Gather every line of the records below that contains the word "opening". Case counts.

══ Data listing

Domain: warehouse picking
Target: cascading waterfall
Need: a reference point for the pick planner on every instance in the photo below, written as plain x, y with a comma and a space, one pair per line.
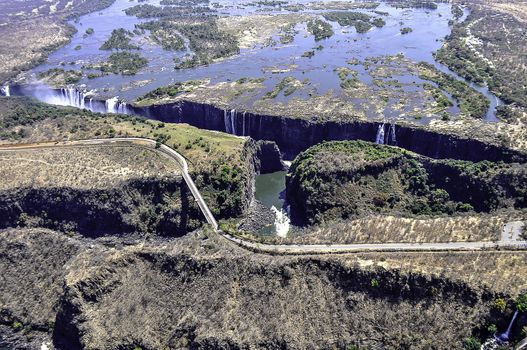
393, 138
500, 339
379, 139
226, 117
281, 223
5, 90
122, 108
243, 125
229, 119
70, 96
233, 119
504, 337
111, 105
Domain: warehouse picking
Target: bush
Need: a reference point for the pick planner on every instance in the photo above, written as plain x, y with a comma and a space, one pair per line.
521, 302
472, 343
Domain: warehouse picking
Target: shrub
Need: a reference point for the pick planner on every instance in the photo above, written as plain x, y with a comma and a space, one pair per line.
500, 304
521, 302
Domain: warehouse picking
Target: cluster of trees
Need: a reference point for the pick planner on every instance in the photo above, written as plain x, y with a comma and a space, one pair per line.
471, 102
125, 63
164, 34
507, 77
151, 11
361, 21
119, 40
207, 42
320, 29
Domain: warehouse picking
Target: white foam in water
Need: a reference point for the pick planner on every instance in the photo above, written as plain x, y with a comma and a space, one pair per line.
6, 91
111, 105
281, 222
379, 139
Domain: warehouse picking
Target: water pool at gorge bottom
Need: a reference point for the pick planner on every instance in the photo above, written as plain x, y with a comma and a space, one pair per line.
270, 191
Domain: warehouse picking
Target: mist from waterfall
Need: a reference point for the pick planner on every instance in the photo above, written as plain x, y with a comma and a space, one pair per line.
281, 223
393, 137
5, 90
379, 139
229, 121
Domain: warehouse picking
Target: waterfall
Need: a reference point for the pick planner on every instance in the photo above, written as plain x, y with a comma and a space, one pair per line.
281, 222
5, 90
122, 108
393, 138
111, 105
233, 117
504, 337
243, 125
379, 139
70, 96
226, 116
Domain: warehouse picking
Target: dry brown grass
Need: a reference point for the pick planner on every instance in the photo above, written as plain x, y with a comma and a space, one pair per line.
390, 229
85, 167
503, 272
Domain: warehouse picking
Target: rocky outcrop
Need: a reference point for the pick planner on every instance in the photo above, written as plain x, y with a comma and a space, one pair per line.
353, 179
295, 135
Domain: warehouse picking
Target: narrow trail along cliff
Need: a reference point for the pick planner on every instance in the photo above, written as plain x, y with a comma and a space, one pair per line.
509, 238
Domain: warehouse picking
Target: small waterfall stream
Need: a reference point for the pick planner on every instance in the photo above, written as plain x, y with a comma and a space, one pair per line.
5, 91
379, 139
281, 223
500, 339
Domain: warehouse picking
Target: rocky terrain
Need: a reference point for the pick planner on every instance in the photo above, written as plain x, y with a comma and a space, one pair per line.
151, 295
352, 179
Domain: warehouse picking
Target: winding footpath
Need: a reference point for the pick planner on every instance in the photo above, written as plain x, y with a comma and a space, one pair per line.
510, 237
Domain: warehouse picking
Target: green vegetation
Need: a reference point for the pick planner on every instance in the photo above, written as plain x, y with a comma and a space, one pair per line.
472, 343
353, 179
308, 54
416, 4
360, 21
216, 160
471, 102
164, 34
500, 304
288, 85
151, 11
168, 91
521, 302
125, 63
207, 42
441, 100
59, 76
378, 22
484, 64
348, 78
119, 40
457, 11
320, 29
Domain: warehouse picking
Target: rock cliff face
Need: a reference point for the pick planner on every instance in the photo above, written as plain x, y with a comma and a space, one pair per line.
353, 179
295, 135
204, 293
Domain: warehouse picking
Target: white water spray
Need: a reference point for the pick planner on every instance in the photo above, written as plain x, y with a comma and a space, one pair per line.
233, 116
243, 125
111, 105
379, 139
5, 90
393, 137
504, 337
281, 222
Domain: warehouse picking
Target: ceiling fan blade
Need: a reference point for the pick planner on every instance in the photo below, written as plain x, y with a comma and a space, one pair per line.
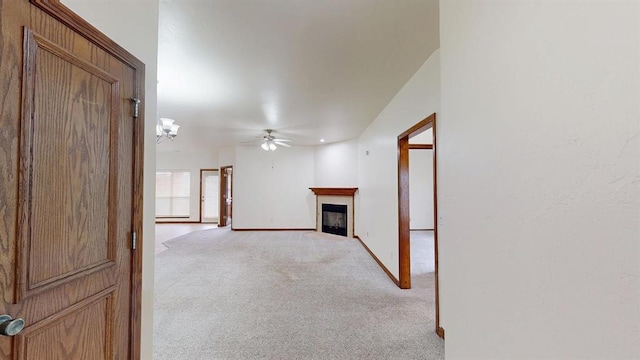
281, 143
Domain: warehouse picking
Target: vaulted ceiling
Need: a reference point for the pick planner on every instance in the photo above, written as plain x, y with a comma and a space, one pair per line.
310, 69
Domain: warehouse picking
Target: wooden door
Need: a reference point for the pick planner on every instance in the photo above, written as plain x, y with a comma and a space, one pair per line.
226, 199
70, 200
209, 194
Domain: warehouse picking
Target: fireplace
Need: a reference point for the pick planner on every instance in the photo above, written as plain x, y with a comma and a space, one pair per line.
334, 219
335, 210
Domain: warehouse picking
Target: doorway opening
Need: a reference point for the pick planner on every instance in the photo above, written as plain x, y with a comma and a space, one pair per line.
226, 196
209, 196
404, 212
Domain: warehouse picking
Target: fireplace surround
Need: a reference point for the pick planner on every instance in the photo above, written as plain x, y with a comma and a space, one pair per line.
335, 206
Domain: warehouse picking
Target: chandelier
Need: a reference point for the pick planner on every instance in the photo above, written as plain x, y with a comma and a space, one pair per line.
166, 129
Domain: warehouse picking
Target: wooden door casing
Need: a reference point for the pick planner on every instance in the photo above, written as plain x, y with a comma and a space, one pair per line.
226, 196
71, 169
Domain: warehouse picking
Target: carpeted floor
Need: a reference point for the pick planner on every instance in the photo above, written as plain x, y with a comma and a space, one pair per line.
285, 295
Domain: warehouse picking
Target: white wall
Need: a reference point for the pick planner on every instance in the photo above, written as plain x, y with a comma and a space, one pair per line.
227, 156
421, 189
539, 179
271, 189
140, 37
192, 162
336, 165
377, 208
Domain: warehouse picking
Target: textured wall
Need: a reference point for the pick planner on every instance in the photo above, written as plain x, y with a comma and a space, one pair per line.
539, 179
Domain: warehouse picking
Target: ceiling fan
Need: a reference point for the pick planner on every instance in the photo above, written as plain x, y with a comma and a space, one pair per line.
271, 143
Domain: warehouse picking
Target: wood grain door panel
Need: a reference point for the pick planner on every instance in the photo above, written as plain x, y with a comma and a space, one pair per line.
79, 332
69, 131
71, 172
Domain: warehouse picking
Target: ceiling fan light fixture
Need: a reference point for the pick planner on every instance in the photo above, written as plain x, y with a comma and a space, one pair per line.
166, 129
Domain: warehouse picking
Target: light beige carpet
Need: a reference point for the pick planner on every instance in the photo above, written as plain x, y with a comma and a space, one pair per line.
286, 295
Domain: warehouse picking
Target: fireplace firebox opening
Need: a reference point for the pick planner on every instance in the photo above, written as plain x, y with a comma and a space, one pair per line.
334, 219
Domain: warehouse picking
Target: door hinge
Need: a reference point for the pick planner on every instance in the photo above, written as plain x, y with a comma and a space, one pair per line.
136, 107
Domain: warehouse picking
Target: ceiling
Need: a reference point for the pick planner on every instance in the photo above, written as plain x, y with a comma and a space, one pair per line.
310, 69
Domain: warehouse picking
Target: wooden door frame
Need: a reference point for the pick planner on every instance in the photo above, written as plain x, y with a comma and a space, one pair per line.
65, 15
202, 193
223, 204
404, 248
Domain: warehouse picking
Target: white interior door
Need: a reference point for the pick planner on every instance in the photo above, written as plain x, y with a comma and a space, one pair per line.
210, 192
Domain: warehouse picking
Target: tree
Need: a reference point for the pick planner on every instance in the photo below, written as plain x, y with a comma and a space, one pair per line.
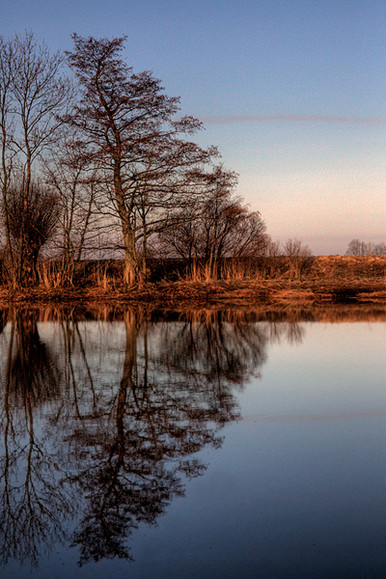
31, 225
298, 254
358, 247
129, 126
219, 226
32, 93
74, 180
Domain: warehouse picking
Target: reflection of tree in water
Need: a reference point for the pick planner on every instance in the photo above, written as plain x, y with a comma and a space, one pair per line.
119, 446
161, 417
32, 506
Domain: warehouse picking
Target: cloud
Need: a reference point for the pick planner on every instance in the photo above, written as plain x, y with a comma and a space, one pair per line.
220, 120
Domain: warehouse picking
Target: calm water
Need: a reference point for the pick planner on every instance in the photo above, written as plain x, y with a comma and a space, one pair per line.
201, 444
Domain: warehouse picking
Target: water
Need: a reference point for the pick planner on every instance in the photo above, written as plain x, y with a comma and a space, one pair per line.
194, 444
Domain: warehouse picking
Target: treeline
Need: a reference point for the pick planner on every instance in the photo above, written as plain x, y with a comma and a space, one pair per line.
97, 162
357, 247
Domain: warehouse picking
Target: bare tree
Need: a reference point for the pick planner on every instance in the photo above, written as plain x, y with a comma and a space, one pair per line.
75, 181
218, 226
298, 253
33, 94
37, 221
129, 125
358, 247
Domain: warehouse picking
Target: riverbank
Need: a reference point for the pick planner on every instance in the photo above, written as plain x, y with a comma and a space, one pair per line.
326, 279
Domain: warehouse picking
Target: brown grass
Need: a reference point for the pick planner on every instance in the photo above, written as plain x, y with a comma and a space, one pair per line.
336, 279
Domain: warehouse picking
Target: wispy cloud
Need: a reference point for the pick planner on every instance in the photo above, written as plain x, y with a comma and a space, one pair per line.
219, 120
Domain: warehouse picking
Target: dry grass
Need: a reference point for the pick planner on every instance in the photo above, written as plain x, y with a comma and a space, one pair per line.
314, 280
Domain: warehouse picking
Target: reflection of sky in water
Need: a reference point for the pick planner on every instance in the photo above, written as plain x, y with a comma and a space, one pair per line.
336, 370
297, 488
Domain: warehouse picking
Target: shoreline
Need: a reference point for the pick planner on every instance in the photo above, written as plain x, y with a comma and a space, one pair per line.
193, 293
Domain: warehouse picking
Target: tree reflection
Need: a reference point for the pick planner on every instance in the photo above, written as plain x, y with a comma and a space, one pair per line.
33, 506
106, 421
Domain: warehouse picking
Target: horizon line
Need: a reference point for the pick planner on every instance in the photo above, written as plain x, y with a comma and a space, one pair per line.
292, 118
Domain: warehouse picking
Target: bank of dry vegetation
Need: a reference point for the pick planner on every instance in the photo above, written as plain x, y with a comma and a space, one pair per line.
279, 280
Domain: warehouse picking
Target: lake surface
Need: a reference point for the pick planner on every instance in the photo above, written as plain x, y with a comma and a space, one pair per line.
194, 444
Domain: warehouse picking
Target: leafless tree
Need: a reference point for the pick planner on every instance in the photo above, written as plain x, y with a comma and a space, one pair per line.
358, 247
31, 225
218, 226
129, 124
33, 92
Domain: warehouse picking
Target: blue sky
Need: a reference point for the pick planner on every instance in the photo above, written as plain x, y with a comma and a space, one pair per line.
292, 92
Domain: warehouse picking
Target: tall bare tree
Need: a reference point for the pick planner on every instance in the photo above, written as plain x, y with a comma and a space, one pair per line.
34, 93
130, 124
219, 226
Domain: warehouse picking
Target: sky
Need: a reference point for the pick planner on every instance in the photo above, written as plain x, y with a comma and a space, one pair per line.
293, 93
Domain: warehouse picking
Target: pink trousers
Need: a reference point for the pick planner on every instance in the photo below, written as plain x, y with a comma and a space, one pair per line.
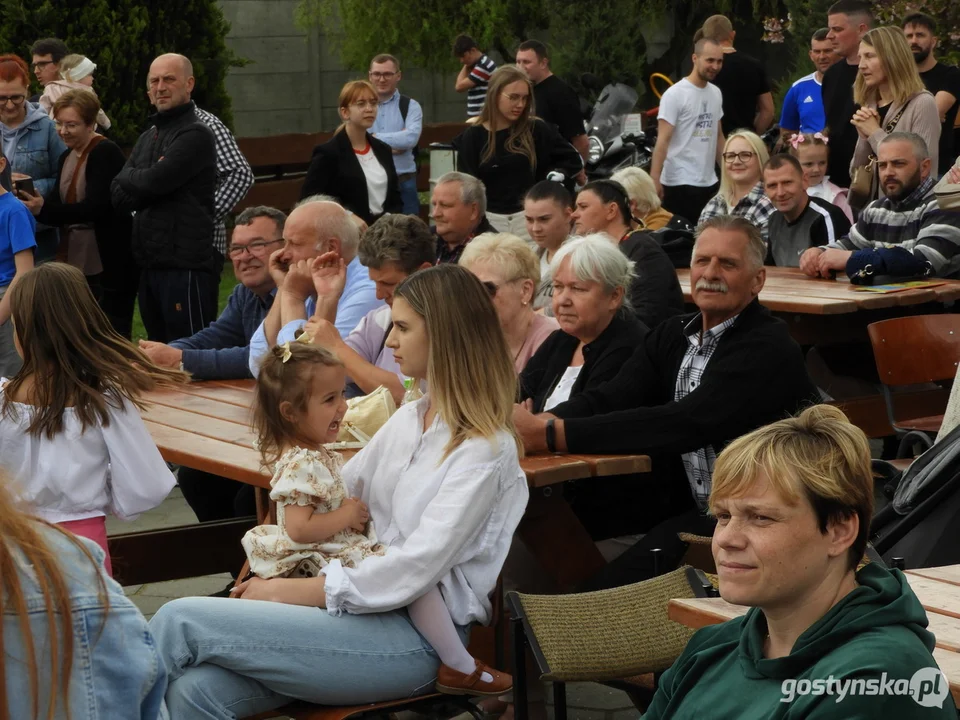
93, 529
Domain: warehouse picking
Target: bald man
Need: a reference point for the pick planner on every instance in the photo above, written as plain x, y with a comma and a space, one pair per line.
317, 226
168, 185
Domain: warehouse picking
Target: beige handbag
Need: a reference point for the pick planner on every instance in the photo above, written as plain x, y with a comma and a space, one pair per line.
948, 193
365, 415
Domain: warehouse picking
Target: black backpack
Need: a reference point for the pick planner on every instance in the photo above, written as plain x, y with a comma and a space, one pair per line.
404, 109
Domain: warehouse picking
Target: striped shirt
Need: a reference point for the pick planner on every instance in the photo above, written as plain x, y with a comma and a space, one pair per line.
480, 74
755, 206
700, 347
915, 224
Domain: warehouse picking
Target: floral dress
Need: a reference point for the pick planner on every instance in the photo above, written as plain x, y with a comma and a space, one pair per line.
306, 477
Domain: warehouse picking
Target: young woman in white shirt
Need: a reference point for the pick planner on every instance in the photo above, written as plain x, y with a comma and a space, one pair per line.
71, 436
445, 490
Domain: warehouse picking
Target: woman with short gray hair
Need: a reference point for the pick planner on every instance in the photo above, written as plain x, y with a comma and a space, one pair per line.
598, 331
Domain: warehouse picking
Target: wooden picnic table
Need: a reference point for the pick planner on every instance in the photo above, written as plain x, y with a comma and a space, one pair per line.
938, 590
206, 426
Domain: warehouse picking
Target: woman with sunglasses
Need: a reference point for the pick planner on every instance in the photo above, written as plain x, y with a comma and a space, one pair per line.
604, 207
354, 167
510, 271
510, 150
741, 182
30, 142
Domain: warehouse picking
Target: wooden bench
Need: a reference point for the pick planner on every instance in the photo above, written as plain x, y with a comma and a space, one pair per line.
280, 163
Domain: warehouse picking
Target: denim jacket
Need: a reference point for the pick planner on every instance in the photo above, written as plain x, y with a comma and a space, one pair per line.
116, 673
38, 149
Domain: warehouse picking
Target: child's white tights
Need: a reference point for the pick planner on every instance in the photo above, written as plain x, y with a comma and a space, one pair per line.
432, 619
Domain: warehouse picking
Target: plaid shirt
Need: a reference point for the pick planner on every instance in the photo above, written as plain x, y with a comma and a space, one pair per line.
234, 176
699, 463
755, 206
915, 224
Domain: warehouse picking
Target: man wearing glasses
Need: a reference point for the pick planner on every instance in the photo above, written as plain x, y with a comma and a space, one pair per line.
47, 54
221, 351
399, 124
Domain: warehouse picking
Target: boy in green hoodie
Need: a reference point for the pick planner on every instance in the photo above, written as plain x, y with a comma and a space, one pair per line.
793, 502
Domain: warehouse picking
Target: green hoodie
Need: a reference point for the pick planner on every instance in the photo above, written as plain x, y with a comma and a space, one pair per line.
874, 637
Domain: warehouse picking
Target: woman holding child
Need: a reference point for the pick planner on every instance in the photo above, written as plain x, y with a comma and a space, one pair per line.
444, 491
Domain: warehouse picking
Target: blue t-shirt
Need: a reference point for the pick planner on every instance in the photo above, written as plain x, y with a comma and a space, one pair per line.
803, 106
17, 233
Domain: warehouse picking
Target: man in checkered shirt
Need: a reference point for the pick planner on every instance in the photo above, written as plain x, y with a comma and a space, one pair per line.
234, 176
695, 384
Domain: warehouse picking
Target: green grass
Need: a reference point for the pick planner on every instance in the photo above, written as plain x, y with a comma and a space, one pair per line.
227, 282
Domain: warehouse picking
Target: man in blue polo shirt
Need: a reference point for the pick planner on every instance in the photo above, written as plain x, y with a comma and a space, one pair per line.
399, 124
803, 103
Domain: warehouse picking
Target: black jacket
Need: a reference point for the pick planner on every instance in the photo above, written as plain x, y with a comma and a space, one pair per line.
112, 228
602, 359
169, 182
655, 292
335, 171
756, 376
507, 175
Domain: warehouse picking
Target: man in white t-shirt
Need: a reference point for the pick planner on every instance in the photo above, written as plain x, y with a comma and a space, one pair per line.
689, 137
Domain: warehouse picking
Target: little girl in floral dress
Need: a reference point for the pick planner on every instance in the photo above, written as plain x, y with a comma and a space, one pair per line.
300, 405
811, 150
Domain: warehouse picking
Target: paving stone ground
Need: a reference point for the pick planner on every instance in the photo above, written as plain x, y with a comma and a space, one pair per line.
585, 701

════

» Output for this task
Target: doorway opening
Target: fireplace firebox opening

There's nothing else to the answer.